SET TASK: Copy every one of the following records line for line, without changing anything.
::::
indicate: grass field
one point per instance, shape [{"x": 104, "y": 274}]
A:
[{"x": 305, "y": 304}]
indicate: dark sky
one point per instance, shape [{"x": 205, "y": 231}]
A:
::::
ANSWER TO THIS TASK:
indicate: grass field
one point per instance, shape [{"x": 104, "y": 274}]
A:
[{"x": 305, "y": 304}]
indicate: dark sky
one point per instance, shape [{"x": 205, "y": 231}]
A:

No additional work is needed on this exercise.